▸ Information:
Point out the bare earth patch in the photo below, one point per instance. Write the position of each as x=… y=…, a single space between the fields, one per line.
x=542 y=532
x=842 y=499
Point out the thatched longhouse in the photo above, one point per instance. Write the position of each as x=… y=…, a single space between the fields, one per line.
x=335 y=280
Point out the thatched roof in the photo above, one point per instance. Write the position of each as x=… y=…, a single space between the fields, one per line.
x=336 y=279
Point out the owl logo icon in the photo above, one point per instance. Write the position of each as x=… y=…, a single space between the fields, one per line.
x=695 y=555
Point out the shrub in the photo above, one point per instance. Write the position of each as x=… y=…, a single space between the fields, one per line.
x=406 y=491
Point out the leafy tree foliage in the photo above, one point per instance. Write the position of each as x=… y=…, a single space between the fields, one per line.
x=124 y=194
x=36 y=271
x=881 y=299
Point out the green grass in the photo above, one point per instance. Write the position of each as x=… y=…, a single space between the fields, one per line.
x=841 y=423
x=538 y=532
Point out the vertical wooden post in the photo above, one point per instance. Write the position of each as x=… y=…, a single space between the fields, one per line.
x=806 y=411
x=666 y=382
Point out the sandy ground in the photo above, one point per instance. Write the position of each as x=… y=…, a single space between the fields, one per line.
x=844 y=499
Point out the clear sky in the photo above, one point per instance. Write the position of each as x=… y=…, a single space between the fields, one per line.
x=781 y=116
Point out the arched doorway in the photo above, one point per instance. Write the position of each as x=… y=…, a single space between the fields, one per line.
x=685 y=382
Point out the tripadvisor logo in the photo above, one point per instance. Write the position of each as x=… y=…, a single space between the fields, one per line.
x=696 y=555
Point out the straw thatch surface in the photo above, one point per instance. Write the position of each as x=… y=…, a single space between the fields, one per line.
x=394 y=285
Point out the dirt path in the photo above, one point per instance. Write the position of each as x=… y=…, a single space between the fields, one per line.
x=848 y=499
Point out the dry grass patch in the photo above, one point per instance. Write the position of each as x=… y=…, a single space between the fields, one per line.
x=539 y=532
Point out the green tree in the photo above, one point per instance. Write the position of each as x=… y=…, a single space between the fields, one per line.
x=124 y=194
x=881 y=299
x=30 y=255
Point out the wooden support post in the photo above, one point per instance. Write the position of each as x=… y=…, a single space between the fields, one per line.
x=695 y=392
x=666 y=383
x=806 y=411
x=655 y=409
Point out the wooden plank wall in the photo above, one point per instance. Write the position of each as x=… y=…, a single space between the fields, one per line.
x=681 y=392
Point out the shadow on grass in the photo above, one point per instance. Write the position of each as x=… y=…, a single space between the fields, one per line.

▸ Exercise prompt: Write out the data once more, word for word.

▸ Your response:
Point out the bare earth patch in the photo below, one point per instance. Write the position of each as x=… y=…, a single space between the fields, one per line.
x=542 y=532
x=842 y=499
Point out the thatched longhouse in the photo above, one point per instance. Write the position of each as x=… y=…, a single space between the fields, one per line.
x=335 y=280
Point out the thatched roof in the photo above, one point per instance. Write the position of each as x=… y=…, a single space between the fields, one per line.
x=336 y=279
Point out the owl logo icon in the photo above, one point per instance. Write the position of each as x=… y=…, a single space between the fields, one per line.
x=695 y=555
Point out the shrub in the photo above, one point per instance. Write the position of each as x=… y=…, a single space between the fields, one per line.
x=406 y=491
Point out the leafy tree foliage in the photo above, one point per instance. Write the position of each as x=… y=…, a single space between the fields, one per line.
x=124 y=194
x=36 y=271
x=881 y=299
Point out the green grass in the photo above, one point per instance. Write the position of each as x=… y=…, a single space between the fields, one per line.
x=841 y=423
x=538 y=532
Point out the vertical wooden post in the photo above, one point per instance. Write the position of each as x=… y=…, a single space between the fields, one per line.
x=806 y=411
x=666 y=382
Point out the sandy ground in the photo above, one point per instance. Write the position of each as x=… y=…, a single space between the fields, one per line.
x=844 y=499
Point out the clear sky in the photo above, one point per instance. Write the position of each as x=… y=…, a single space between the fields, one per line.
x=781 y=116
Point out the arched doorway in the photo above, one point per instance. Write the position of each as x=… y=…, a single space between the fields, one per line.
x=685 y=382
Point out the tripadvisor logo in the photo above, one point per instance. Write the position of each as x=… y=…, a single space between the fields, one per line.
x=696 y=555
Point out the straw thatch surface in the photo above, one point per instance. Write the position of each as x=… y=…, a single space between the fields, one per line.
x=394 y=285
Point out the dirt path in the photo above, one point per instance. Write the position of each as x=… y=…, a single space between the fields, one per line.
x=848 y=499
Point out the dry grass patch in the photo above, one point per instance. Write the position of each as x=… y=…, a single space between the fields, one per line.
x=539 y=532
Point out the green tree in the photo above, one point per instance. Write the position of each as x=… y=…, a single space between the fields, one per line.
x=124 y=194
x=881 y=299
x=30 y=255
Point out the wooden support post in the photo above, one point per instance. Write the position of each as x=… y=…, a single space between the fields, one per line.
x=695 y=392
x=666 y=383
x=806 y=411
x=655 y=409
Point out the wooden plank wall in the photo above, one point per instance. Write the position of each as x=… y=…, a single space between the fields, one per line.
x=681 y=392
Point out the shadow on grass in the photo above, one point per instance. Write the position of each as x=… y=…, a single space between the fields, one per line.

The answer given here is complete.